Please write out again every line from the one containing "in striped sweater" up to and including the one containing "[283,396,303,417]", offsetting each bounding box coordinate by adding 84. Leave the pictures out of your answer.

(Region labeling records)
● ● ● ● ●
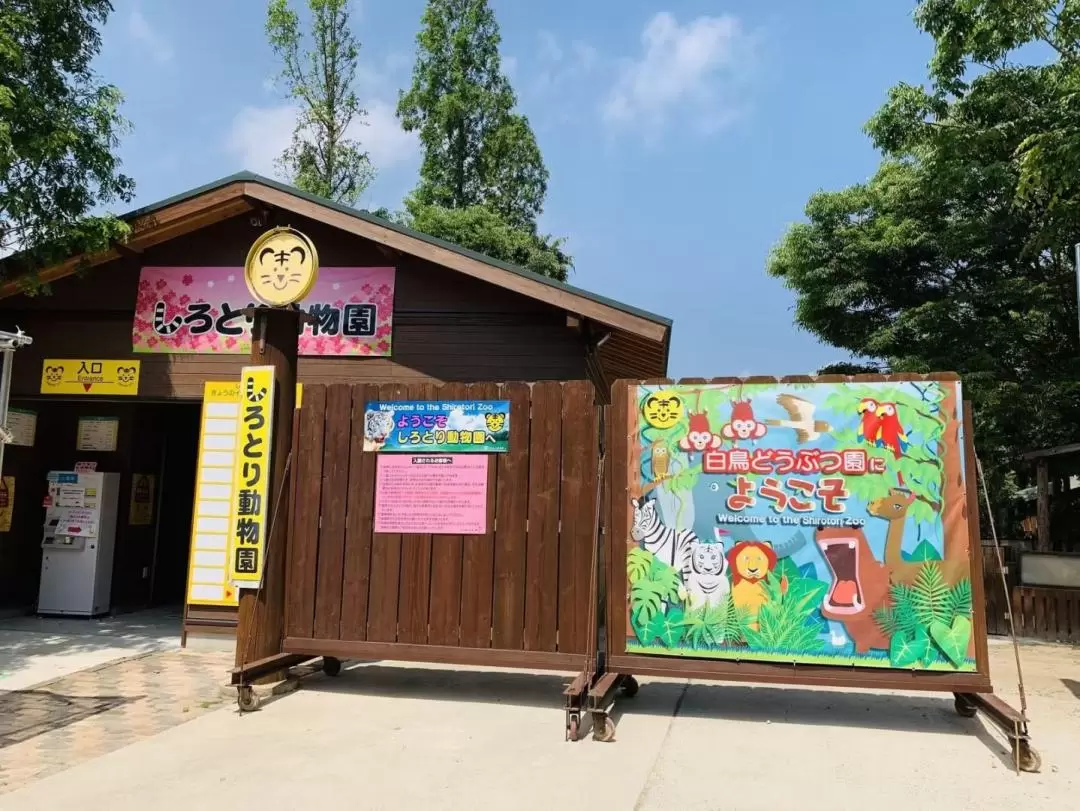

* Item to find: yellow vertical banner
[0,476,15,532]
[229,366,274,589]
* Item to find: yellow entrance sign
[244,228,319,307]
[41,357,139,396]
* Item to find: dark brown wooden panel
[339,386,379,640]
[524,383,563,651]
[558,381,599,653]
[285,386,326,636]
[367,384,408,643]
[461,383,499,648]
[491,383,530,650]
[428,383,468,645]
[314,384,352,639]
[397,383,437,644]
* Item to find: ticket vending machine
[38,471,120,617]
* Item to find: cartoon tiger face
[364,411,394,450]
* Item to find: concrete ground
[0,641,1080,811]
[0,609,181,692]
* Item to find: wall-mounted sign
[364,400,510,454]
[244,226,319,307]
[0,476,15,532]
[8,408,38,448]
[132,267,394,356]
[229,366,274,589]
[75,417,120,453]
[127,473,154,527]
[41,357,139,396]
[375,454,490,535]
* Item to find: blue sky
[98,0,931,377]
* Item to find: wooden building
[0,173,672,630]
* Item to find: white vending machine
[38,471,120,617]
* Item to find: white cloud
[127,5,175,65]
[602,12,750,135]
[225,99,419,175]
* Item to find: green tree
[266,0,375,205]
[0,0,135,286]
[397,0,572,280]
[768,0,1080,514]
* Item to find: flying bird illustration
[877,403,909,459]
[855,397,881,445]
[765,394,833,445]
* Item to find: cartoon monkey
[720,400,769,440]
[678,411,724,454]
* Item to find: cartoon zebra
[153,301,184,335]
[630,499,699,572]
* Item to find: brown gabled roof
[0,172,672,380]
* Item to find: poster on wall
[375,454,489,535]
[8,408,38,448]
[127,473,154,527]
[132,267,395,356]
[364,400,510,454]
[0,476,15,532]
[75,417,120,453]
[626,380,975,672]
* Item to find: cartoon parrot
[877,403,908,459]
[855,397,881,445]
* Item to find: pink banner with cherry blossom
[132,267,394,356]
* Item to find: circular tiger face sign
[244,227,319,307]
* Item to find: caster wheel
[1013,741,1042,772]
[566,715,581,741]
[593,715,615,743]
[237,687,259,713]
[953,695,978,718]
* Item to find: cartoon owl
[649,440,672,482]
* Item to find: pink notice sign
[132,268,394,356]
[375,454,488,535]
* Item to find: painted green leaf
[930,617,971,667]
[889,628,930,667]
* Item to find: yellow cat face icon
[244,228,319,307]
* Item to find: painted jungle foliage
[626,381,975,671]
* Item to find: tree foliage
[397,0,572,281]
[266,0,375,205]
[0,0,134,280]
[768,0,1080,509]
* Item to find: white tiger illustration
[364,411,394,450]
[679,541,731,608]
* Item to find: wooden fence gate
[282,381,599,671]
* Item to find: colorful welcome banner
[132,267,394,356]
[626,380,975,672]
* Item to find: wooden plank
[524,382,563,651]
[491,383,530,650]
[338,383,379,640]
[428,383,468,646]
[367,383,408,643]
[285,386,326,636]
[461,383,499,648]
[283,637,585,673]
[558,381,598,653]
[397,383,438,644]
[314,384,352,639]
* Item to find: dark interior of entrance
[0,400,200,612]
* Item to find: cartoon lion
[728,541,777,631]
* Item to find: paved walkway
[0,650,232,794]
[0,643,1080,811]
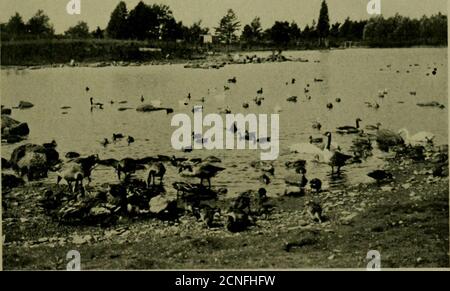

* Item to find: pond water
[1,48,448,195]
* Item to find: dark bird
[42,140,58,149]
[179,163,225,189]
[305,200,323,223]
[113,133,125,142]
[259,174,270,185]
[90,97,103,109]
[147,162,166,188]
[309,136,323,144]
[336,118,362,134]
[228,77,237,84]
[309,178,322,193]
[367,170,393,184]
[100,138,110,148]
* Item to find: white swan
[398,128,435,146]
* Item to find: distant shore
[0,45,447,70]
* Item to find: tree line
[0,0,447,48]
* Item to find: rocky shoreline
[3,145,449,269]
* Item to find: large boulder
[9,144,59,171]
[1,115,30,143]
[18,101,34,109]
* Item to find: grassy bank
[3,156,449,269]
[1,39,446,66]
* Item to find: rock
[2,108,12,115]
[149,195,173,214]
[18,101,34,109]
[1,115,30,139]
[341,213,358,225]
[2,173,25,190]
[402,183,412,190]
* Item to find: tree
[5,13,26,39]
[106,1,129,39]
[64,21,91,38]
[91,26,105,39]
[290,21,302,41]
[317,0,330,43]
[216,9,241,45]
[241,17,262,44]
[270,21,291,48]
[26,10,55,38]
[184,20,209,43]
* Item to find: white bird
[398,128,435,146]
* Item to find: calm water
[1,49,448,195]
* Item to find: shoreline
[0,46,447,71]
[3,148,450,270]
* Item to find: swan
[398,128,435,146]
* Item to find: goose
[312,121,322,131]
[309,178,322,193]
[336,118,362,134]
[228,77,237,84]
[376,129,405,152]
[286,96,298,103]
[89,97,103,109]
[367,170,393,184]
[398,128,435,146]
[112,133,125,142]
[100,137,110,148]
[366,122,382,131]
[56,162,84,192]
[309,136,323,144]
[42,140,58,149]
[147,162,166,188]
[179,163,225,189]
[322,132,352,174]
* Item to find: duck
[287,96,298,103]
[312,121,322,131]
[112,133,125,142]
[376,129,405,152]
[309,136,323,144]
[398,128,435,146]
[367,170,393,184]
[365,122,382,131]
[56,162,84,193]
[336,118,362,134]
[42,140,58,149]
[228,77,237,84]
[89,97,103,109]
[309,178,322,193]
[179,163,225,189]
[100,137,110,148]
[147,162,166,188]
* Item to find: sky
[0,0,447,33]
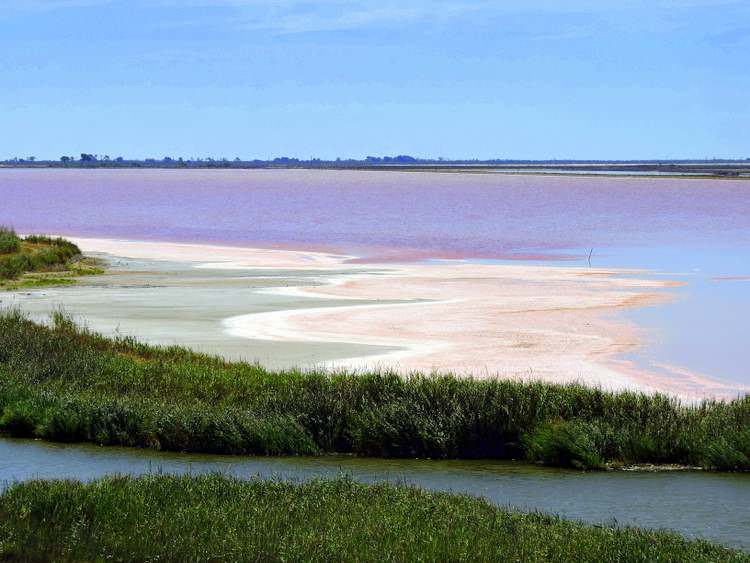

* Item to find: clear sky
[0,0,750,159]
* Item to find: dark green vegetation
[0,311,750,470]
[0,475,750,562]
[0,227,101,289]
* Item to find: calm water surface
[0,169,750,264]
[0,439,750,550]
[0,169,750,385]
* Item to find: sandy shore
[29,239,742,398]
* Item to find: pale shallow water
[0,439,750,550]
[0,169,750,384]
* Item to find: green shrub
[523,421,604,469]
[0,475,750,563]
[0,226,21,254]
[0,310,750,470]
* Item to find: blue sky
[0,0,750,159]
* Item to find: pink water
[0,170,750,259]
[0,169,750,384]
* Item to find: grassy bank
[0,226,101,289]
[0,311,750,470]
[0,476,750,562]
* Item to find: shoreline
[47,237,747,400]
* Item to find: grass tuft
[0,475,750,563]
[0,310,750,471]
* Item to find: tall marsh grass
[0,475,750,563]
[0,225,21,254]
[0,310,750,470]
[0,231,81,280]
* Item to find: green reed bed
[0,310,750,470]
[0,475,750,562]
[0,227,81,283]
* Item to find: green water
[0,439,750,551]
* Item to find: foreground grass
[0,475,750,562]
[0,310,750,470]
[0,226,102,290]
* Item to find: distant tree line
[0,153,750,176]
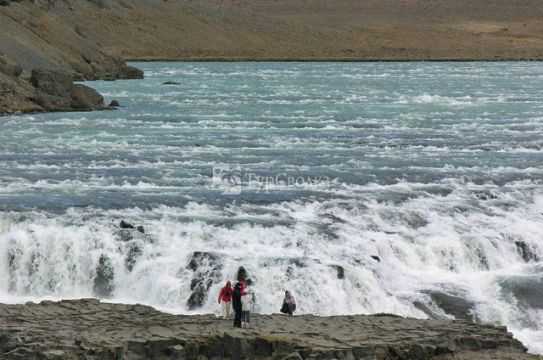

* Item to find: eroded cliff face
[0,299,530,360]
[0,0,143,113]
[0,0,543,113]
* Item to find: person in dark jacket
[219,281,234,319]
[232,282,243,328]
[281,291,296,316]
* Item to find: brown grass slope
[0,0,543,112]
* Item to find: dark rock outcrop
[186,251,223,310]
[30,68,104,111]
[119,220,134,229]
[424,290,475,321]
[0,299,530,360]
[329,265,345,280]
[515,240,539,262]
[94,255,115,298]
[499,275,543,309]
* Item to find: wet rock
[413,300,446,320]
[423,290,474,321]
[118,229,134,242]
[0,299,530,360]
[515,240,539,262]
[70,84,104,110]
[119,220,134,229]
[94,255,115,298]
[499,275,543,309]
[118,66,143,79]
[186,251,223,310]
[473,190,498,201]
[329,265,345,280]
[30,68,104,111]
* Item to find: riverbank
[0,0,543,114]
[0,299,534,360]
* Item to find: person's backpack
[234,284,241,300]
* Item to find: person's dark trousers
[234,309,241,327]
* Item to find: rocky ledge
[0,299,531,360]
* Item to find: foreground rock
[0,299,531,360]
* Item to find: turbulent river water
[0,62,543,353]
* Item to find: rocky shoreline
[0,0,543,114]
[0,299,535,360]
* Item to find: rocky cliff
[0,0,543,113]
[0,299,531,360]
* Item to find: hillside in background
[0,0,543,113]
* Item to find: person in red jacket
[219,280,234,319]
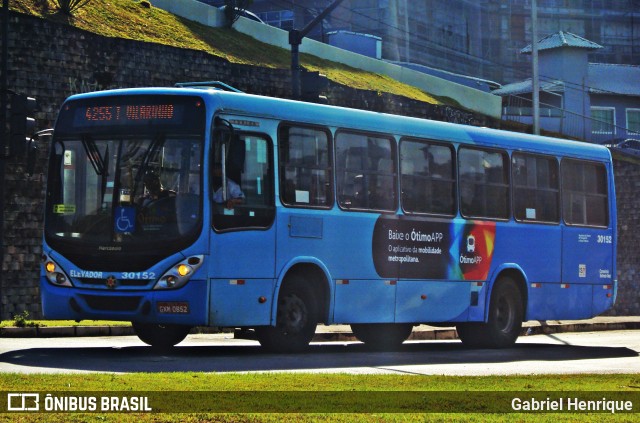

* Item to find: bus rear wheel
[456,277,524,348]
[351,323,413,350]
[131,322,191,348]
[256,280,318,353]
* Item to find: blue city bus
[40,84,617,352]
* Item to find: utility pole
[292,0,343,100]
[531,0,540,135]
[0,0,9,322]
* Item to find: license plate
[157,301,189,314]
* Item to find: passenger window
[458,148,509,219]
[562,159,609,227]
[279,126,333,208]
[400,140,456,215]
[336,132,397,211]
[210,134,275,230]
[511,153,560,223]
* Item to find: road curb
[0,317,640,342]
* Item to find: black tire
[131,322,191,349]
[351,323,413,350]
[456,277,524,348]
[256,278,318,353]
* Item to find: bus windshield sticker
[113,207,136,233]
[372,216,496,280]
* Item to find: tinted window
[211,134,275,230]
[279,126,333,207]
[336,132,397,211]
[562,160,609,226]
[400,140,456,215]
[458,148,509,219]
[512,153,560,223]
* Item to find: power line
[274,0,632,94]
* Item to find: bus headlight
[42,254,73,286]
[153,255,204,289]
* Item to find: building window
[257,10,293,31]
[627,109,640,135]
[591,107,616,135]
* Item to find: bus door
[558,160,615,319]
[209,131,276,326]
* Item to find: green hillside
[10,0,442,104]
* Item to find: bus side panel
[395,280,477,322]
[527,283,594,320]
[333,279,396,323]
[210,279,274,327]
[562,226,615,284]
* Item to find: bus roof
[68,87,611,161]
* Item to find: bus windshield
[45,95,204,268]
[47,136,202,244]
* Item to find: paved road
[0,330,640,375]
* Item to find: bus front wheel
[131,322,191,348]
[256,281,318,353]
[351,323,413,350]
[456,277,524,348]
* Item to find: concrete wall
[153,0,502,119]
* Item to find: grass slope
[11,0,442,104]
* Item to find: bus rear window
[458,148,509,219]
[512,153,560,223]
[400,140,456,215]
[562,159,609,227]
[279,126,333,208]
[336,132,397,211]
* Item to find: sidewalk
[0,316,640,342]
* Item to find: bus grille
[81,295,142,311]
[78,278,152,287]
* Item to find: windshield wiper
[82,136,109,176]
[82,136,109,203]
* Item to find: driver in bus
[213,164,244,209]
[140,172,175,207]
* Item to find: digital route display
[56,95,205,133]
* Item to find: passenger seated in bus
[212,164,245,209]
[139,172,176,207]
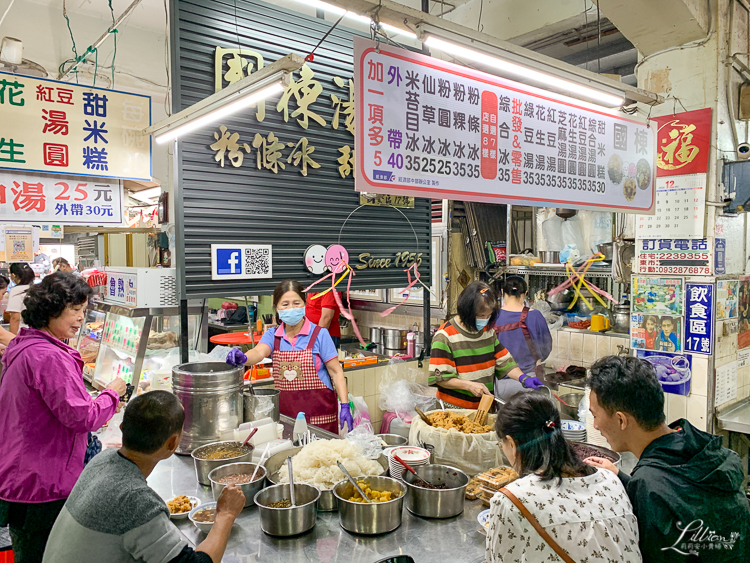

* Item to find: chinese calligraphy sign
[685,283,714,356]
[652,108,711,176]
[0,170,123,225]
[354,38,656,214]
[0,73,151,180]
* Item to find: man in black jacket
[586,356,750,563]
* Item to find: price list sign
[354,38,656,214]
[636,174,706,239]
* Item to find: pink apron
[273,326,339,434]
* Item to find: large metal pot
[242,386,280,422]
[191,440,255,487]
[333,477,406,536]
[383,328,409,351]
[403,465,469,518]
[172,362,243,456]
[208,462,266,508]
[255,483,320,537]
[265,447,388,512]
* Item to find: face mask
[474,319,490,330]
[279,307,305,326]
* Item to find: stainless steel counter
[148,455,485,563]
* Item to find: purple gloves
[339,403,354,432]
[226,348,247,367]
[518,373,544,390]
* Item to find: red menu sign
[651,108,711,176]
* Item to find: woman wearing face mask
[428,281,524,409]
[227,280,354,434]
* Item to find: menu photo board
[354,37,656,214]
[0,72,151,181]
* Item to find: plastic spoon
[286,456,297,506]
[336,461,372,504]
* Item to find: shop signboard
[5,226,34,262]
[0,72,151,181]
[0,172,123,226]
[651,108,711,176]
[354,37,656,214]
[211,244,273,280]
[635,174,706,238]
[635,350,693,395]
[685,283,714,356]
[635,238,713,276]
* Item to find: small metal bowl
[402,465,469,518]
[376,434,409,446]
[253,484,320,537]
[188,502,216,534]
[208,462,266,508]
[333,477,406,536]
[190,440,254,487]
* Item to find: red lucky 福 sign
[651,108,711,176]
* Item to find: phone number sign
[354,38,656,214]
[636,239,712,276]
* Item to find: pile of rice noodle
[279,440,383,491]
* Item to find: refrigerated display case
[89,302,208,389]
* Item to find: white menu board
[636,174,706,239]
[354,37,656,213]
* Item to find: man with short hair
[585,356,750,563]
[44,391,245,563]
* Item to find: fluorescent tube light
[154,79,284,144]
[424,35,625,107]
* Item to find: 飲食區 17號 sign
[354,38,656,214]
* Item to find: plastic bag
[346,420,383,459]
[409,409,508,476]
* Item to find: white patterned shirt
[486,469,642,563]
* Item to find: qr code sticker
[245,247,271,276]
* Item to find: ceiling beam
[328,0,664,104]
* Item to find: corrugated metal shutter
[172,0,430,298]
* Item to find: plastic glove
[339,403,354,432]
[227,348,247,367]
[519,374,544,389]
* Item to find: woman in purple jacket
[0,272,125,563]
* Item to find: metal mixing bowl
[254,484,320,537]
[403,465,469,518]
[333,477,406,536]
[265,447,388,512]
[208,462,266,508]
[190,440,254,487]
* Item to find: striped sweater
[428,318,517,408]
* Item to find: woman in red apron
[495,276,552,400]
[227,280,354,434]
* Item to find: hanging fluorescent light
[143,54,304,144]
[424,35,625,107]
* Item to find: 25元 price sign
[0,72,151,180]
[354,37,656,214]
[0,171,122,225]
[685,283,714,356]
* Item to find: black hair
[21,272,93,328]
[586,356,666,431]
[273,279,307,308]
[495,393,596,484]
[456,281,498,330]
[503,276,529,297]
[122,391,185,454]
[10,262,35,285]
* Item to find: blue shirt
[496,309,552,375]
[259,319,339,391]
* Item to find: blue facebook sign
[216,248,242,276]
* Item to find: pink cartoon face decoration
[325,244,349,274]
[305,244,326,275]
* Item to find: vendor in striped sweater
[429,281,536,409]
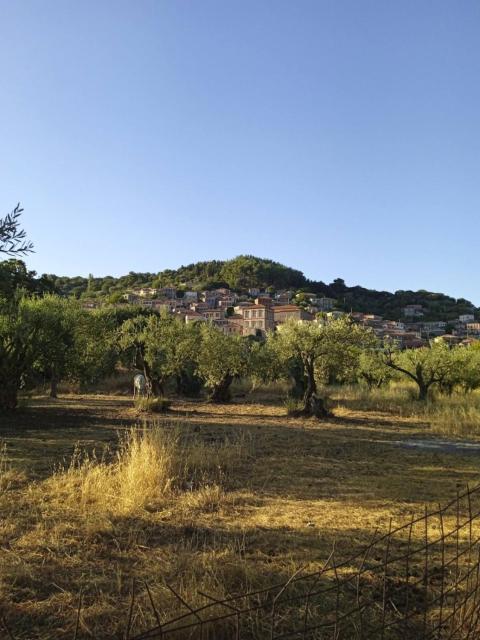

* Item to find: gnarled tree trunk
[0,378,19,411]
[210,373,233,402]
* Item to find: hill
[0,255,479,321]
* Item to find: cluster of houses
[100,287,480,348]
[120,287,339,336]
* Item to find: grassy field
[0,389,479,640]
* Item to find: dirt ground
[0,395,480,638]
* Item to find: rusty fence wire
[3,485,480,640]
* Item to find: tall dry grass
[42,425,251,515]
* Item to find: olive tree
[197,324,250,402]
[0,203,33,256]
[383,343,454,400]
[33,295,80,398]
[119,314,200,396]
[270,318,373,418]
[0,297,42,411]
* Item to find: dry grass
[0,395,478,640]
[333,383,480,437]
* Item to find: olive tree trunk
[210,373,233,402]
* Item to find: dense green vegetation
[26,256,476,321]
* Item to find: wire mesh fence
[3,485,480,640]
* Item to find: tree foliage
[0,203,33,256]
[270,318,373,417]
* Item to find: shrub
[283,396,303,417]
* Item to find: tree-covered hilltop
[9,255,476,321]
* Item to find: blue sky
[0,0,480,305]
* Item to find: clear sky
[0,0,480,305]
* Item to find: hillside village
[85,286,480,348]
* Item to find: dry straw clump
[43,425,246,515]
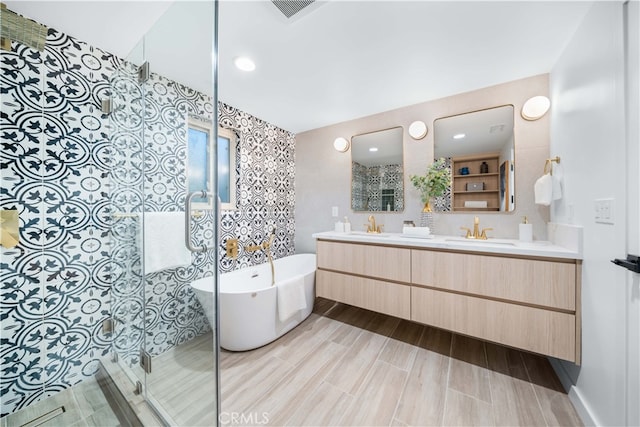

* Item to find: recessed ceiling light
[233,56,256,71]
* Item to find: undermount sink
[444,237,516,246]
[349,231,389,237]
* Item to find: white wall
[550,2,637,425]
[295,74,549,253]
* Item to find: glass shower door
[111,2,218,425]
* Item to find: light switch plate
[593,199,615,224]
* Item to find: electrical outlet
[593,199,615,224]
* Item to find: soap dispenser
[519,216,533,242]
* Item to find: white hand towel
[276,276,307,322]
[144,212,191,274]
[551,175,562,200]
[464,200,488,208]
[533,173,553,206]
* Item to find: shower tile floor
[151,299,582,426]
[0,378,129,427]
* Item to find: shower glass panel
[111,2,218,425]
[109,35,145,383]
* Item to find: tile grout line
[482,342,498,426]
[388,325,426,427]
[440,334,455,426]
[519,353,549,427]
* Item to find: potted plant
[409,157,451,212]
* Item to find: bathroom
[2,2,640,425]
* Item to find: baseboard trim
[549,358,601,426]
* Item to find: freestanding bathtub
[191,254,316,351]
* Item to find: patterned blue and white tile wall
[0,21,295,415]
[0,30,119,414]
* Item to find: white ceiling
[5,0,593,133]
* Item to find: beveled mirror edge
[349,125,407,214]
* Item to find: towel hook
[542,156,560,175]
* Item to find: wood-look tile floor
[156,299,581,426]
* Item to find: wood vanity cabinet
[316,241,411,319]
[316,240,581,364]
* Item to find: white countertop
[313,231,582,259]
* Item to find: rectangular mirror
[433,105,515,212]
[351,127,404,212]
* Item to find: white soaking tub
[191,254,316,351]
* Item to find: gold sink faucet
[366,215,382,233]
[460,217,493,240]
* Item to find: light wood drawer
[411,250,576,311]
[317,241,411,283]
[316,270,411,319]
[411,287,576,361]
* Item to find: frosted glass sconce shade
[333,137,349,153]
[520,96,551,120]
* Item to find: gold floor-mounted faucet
● ● ● ● ●
| Response |
* Item to find: vendor in striped sweater
[513,365,620,493]

* Item to find: gnarled tree trunk
[84,462,103,495]
[294,457,317,486]
* Item to find: hill
[84,339,563,405]
* Item to find: cluster of houses
[184,371,564,432]
[204,371,423,420]
* Item to find: grassy field
[84,473,563,724]
* Item to find: dirt ground
[84,479,564,722]
* Item to find: rusty fence wire
[87,569,564,724]
* Item to find: tall dry grass
[126,509,335,599]
* Item to find: olive tree
[281,408,334,486]
[84,287,117,340]
[467,427,538,484]
[117,379,164,482]
[203,398,284,480]
[354,402,457,502]
[84,381,126,495]
* Item to find: dry grass
[84,479,562,724]
[417,467,564,521]
* Item to find: olive tree trunk
[294,457,317,486]
* Item to find: dense green vegetation
[110,340,560,405]
* Item to find: wire mesh fence
[87,569,564,724]
* Item to find: tree foliage
[84,287,117,340]
[354,402,457,501]
* Item to find: shrub
[367,480,387,501]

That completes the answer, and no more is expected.